Copy out every line of the listing, starting at the line containing "Tag any visible man's ear." and ending at the last line of the listing, requests included, and add 5 to each bounding box coordinate in the answers.

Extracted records
■ ■ ■

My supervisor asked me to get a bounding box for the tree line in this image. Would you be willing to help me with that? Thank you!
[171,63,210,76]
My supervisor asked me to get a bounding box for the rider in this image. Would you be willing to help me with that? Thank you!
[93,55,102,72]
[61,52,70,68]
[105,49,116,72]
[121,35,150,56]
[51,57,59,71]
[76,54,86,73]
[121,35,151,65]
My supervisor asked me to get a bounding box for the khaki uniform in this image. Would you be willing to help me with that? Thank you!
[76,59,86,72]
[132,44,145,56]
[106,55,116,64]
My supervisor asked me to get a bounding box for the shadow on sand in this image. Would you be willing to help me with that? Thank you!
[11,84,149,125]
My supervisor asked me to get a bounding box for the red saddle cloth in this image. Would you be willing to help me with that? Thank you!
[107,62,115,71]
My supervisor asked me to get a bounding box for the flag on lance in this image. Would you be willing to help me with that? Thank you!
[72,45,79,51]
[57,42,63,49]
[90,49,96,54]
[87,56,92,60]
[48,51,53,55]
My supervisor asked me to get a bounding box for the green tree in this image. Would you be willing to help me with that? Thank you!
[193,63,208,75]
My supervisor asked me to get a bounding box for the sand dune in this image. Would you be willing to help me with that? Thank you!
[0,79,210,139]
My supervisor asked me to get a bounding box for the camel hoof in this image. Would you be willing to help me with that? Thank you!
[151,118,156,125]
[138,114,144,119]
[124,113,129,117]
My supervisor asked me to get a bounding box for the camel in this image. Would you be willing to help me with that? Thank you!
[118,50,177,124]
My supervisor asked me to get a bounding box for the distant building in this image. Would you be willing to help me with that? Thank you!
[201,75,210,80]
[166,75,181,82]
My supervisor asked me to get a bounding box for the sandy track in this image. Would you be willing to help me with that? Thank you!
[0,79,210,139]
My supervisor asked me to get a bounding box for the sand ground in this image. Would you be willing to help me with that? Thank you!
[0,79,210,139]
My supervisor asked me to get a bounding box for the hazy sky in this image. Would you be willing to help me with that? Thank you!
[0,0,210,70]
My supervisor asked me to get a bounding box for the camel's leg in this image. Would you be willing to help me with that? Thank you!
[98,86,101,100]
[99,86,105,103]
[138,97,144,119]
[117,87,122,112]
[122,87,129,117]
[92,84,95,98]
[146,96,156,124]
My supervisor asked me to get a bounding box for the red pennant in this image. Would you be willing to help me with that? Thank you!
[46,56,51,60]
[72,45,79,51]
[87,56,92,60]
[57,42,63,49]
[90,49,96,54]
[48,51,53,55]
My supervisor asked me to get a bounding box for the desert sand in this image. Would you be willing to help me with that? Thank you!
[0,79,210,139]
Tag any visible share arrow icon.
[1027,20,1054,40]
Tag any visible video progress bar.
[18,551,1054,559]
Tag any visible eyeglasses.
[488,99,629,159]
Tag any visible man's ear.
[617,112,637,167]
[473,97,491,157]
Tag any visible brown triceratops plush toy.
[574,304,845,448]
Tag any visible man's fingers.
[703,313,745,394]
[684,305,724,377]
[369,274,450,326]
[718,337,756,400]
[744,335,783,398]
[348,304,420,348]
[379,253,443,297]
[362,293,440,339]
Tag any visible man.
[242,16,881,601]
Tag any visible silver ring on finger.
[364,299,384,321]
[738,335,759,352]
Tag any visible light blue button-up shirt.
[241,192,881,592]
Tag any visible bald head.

■ ■ ■

- SOLUTION TO THIS TASK:
Tag any visible man's ear.
[622,117,642,172]
[478,102,496,162]
Tag any visible brown triceratops plush toy.
[579,309,850,453]
Tag any visible man's fingers.
[708,318,750,399]
[689,310,729,382]
[374,279,455,331]
[723,342,761,405]
[749,340,788,403]
[353,309,425,353]
[384,258,448,302]
[367,298,445,344]
Tag any visible man.
[247,21,886,606]
Tag any visible silver ring on finger.
[369,304,389,326]
[743,340,764,357]
Tag any visible light blue button-up shirt.
[246,197,886,597]
Tag any visible bald head.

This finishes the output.